Dataset rows on where objects appear
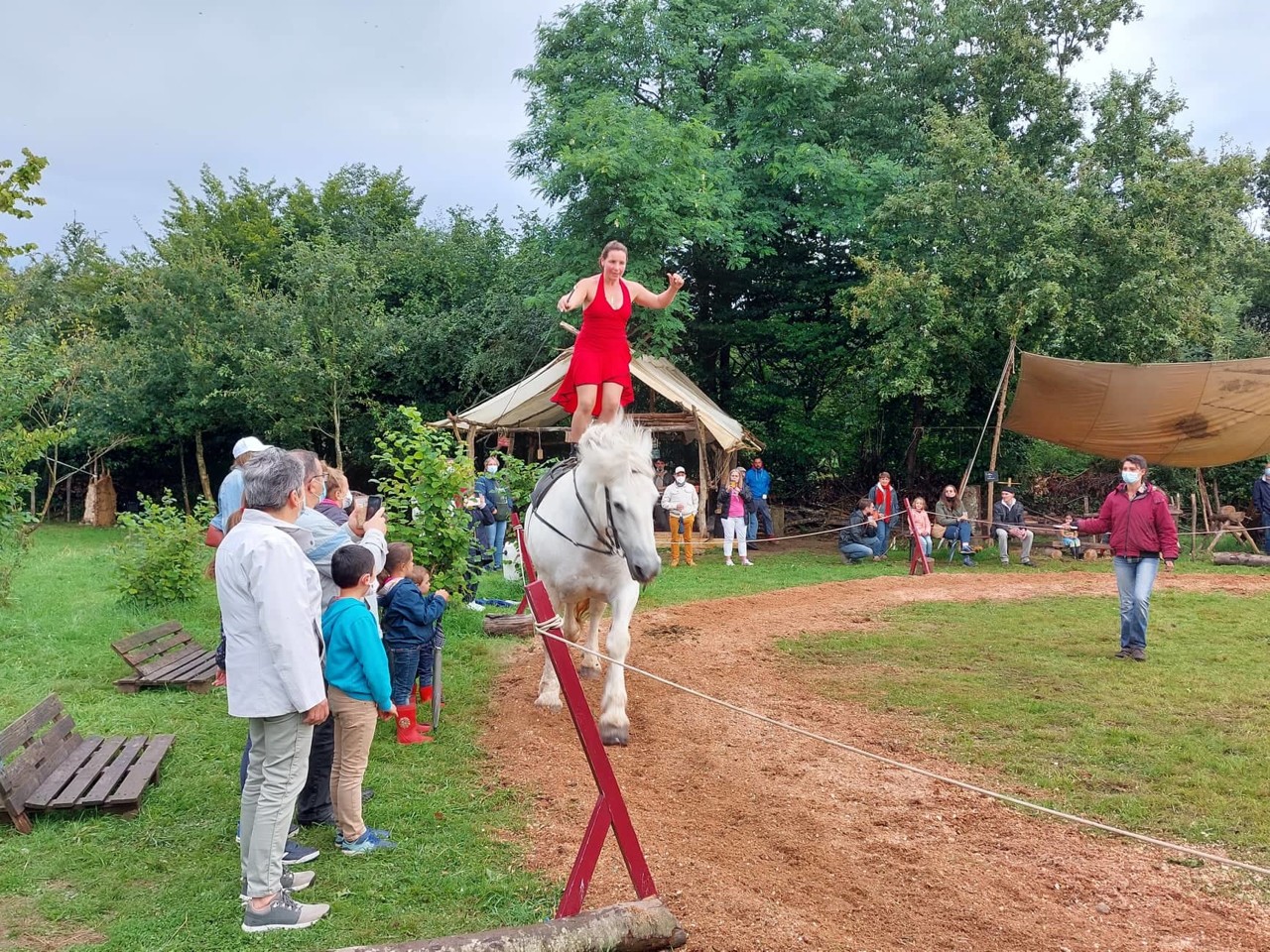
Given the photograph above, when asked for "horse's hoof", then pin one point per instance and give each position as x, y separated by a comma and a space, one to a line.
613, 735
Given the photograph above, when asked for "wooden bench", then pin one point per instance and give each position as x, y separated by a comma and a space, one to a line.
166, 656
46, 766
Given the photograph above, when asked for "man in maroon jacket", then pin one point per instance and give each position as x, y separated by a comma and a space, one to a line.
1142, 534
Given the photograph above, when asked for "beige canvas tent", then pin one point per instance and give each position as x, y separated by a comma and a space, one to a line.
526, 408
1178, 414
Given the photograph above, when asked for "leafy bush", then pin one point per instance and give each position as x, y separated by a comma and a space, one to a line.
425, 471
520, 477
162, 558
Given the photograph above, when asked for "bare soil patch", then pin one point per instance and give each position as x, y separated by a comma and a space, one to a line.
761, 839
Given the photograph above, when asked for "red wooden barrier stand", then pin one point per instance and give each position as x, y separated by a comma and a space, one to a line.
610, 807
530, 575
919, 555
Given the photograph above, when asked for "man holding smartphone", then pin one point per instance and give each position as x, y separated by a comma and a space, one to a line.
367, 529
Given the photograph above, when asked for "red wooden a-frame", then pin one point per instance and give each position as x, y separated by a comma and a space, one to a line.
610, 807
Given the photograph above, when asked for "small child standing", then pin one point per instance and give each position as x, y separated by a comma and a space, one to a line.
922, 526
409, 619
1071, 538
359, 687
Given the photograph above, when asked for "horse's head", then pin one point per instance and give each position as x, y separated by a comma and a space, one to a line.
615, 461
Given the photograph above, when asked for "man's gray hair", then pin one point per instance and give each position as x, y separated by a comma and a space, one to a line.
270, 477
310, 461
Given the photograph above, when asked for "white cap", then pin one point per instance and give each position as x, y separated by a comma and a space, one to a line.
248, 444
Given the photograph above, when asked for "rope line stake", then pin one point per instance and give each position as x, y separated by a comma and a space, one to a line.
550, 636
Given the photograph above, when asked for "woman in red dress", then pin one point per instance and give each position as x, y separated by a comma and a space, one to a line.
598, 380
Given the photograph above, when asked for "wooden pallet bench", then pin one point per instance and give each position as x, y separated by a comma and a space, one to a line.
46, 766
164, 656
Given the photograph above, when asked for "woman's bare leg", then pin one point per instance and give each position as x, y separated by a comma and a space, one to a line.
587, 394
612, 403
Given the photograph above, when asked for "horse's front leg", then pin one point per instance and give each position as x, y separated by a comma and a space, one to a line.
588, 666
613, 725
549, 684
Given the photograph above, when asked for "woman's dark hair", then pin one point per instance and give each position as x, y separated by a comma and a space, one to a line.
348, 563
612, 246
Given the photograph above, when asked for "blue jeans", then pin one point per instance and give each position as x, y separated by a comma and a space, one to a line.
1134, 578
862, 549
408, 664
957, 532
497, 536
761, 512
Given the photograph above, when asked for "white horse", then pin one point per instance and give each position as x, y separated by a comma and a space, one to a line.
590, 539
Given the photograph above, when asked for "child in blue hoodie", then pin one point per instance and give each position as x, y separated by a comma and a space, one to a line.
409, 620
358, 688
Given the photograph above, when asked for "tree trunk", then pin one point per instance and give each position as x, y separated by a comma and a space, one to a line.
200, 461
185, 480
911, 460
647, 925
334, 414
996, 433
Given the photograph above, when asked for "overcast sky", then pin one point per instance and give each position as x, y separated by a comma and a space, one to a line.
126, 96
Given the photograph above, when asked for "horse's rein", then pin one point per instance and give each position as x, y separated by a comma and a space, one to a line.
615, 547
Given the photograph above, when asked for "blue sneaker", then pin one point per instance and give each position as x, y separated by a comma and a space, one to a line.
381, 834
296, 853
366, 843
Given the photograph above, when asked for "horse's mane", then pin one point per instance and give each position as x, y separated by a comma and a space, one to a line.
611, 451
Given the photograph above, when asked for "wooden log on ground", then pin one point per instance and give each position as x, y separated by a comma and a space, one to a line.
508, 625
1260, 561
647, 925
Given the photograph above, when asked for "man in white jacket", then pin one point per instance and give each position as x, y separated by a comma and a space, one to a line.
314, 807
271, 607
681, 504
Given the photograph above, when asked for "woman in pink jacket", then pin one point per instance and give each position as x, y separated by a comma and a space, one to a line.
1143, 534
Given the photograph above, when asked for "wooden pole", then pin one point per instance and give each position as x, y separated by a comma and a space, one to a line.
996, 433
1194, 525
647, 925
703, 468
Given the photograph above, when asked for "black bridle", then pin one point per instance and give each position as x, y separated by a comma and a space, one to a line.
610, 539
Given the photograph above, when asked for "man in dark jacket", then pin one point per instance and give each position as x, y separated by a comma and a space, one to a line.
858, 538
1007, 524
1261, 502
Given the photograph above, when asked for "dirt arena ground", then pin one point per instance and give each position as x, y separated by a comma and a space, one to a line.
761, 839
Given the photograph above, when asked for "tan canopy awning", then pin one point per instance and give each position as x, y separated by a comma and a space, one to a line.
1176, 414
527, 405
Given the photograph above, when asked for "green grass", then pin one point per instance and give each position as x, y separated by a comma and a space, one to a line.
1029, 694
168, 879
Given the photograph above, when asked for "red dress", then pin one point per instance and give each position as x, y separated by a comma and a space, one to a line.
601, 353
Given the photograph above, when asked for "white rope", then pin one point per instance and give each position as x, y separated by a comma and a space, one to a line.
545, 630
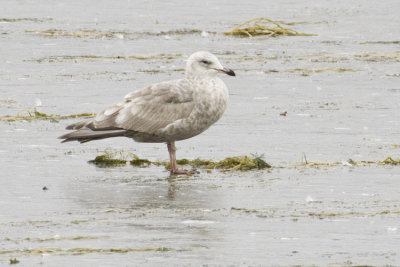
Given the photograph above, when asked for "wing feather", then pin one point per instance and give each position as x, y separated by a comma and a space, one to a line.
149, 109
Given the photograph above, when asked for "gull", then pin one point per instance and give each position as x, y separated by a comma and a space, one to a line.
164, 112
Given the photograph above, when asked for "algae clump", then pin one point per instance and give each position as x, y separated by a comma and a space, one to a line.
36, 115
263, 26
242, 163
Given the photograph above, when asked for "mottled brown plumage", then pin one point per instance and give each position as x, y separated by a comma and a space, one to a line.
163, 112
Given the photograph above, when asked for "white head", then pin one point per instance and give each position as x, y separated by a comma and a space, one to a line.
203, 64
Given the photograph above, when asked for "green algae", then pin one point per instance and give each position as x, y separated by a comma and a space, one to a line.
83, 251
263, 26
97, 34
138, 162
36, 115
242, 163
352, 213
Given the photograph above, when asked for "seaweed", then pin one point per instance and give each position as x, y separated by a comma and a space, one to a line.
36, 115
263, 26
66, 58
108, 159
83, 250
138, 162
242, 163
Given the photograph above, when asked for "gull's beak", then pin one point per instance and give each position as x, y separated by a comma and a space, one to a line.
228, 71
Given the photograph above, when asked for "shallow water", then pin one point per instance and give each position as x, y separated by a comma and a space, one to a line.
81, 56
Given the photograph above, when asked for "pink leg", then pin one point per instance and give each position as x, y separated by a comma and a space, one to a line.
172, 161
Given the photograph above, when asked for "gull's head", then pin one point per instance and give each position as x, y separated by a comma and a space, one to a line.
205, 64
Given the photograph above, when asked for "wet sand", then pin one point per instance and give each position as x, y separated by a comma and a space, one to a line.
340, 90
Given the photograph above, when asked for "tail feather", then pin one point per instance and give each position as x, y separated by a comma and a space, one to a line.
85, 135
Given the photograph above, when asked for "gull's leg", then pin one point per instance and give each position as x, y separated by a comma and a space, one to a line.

Short problem
In your copy of the records, include no pictures; repeat everything else exactly.

Task answer
Given the photograph above, when asked for "horse's hoof", then pin one point per instance and give each position as x, y separated by a comma and a space, one to a line.
613, 735
Given the photograph above, when asked for "wooden bench", then pin one point per instance and give each position as x, y separated by a comma and a space, one to a line.
166, 656
46, 766
Given the photograph above, when asked for "man in maroon jacket", then pin one point per instance and give each position as x, y separated by a comma and a space, one to a line.
1142, 534
Given the photograph above, when asked for "beige canvas tent", then pin one point per instance and give each position as x, y separated by a comma and a space, one to a line.
526, 408
1178, 414
Given the photograph above, when asked for "leafy bush", then pin one point per instance and give each position as x, y separated by a comma and a space, one to a line.
425, 471
520, 477
162, 558
Given the photograph above, when asked for "bare soil patch", then pin one point per instance and give each position as x, y separated by a comma and a space, one to a line.
761, 839
Given the photograph above, when asked for "red wooden barrier stand", then pin one point per instance and give each position as x, y separated by a comma and a space, one to a line.
610, 807
530, 575
919, 555
Given the photograph above, when asked for "man holding smartphone", then pin one point per instance and give each position as x, y separated by a comma and a space, one to a line.
367, 529
Given the photograph above, when asked for "red wooden a-frame", then pin one point per instance and give each position as x, y separated by a comma and a space, one to a line.
610, 807
Given the photograph above, when asked for "small child standing", then pin one point per instance and give each position as x, y separated by a comma and a space, one to a line.
922, 526
409, 619
1071, 538
359, 687
Given the photograph above, when asked for "horse's head", then pin one point per instance and give each position as x, y separated by a comma and a space, one to a line.
615, 461
Given the photograph above, when asked for "man's gray hair", then pin one point per instance and give each position as x, y separated by a comma and a space, one to a line.
270, 477
310, 461
Given the photograph above, when asked for "white cap", then pin one point per instance and give each position as x, y separated by a comma and a space, one to a line.
248, 444
Given the photograph above, when asked for "rope line stake", then pin one point per instance and give each position as x, y separated by a comma and a space, one to a line.
550, 636
Given the photograph above, when asked for "woman in red dress", then pin one point per instance and give each position as x, y separated by a comma and a space, one to a line.
598, 380
Given the photograph above, when asked for "wooden pallet bench", then pin one point per instance and give each position as x, y separated by a comma and a space, one to a line.
46, 766
164, 656
Given the photograph above, when asked for "woman's bare leg", then pin one point per instance and give each position as x, y separated by a comma and a space, one to a line.
587, 394
612, 403
Given the photograph above, when asked for "horse's front leg", then pin one point per instance and give each position as x, y separated by a comma and a space, one to a line.
588, 666
613, 725
549, 684
Given the photograph above, when asked for "woman's dark hair", then pin one point per instance and give each position as x, y separated by a comma and a space, one to a line.
348, 563
612, 246
Given the photograph above, when asked for "blue jeans", then pin one point per instance and give each position as x, y separated by a comma and a space, one to a line.
1134, 578
862, 549
408, 664
957, 532
497, 536
761, 512
Given the photograph above, when asked for "white horse", then pin one point per instance and give each position as x, y separated by a comma and a space, one to a line.
590, 539
Given the photograph above, when asked for "child in blue hoodie", then pin one point per instance and give each position as x, y separated by a comma and a space, one to a line.
409, 620
358, 688
Given the photograph above, when asked for "tree trunk", then pin one point per instance and give each position as x, y separated by a comma and a space, one to a line.
200, 461
185, 480
911, 460
647, 925
334, 414
996, 433
Given the photograph above, when asked for "overcast sky", then pin one point per instance and give each position as x, y separated by a comma and a space, one to a line.
126, 96
Given the photograph above, when asked for "horse's rein", then pin one point per instance and give each position as x, y separated by a comma and a space, one to a line.
615, 547
Given the photograph above, when asked for "blue sneaker", then pin one point per instance and give each position as x, y separated by a comma and a space, one to a line.
381, 834
296, 853
366, 843
Given the photograph above, when asked for "horse's mane", then pin one point per instance and give each position as x, y separated by a comma and a space, one to a line.
611, 451
Given the photograph above, when asked for "wooden log on ground", then pin one point per instance and give each position as x, y separated by a comma and a space, one to a line.
508, 625
1260, 561
647, 925
Given the photograph above, when asked for "man in white jacket", then pin one point per instance and give each position as x, y separated by a comma and a space, one to a line.
314, 807
271, 607
681, 504
Given the photograph above, when asked for "woman in pink jacket", then pin one point per instance and give each position as x, y separated by a comma and a space, one to a line.
1143, 534
Given the photograph above, when asked for "wooden pole", then pin one point per instance and give each position as x, y separated by a comma and a space, one to a line.
996, 433
1194, 525
647, 925
703, 468
Given the photograph above, when asked for "black bridle", then pin one point per instance and give each position as x, y separated by a comma and a space, one to a line.
610, 539
Given the photograph above, when asked for "man in dark jacket", then pin one point per instance and give each position as x, y separated by a comma and a space, one to a line.
858, 538
1007, 524
1261, 502
Given the photograph above, when asked for "dirt arena ground", then pin one point per instance and give each position as x, y separated by a comma and a space, one to a line.
761, 839
Given the photograph above, when asked for "tan canopy awning", then pin one point per instance and give each position as x, y separated by a comma and a space, one to a line.
1176, 414
527, 405
Given the photograph above, when asked for "green grass", then pin one point per instance and give each position as x, y separated by a comma and a space, one to a line.
1029, 694
168, 879
Given the photograph above, when asked for "red dress", then pin one point per instance and give each position as x, y separated by a comma and a space, one to a line.
601, 353
Given the photograph above, when asked for "white rope", then pin one point per instance and give each position as x, y separated by a comma and a space, one to a line.
545, 630
Given the photograph above, when asked for "wing feather", then pin one point per instance and give each position as x, y separated by a comma and a space, one to a line.
149, 109
Given the photograph above, when asked for "gull", then pin one point per instance and give each position as x, y separated by a comma and a space, one to a line.
164, 112
Given the photograph above, when asked for "algae clump", then pin one point per instance and give each position as x, y separated by a comma and a space, one to a line.
36, 115
263, 26
242, 163
Given the photograph above, when asked for "mottled brown plumage", then pin one point per instance and give each position as x, y separated by a comma and a space, one to a line.
163, 112
Given the photograph above, when asked for "white head", then pin one point per instance and give each position as x, y separated by a comma and a space, one to a line.
203, 64
Given the photograph above, when asked for "green algae", then pin one point per instance and give each position as x, y separated by a comma and a space, one to a line.
83, 251
263, 26
97, 34
138, 162
36, 115
242, 163
352, 213
Given the photograph above, when asked for "seaweed", then pin one point per instance and give each position as x, y separated by a comma and a space, one to a line.
36, 115
263, 26
66, 58
108, 159
83, 250
138, 162
242, 163
Given the photograph above, when asked for "gull's beak", then pin one point per instance and give each position as x, y separated by a comma and a space, one to a line.
228, 71
Given the photograph above, when asked for "shallow water", then pin one point per instance and give each position as x, y separated by a comma and a space, one to a line.
81, 56
Given the photograph above, when asked for "pink leg", then pin one point per instance and give each position as x, y separated by a comma and a space, one to a line.
172, 161
Given the photograph above, when asked for "gull's head", then pin one point per instance and give each position as x, y separated by a comma and a space, one to a line.
205, 64
Given the photograph above, when asked for "wet sand", then pin one point per instance and give each position as x, y separated by a comma and a space, one to a line.
340, 90
Given the photograph above, when asked for "tail feather", then pin one point per instance and give each position as x, y separated by a comma and a space, one to a line.
85, 135
Given the photograph above, when asked for "gull's leg", then pin one point per instance and give each position as x, y separated by a comma and a space, one to a line.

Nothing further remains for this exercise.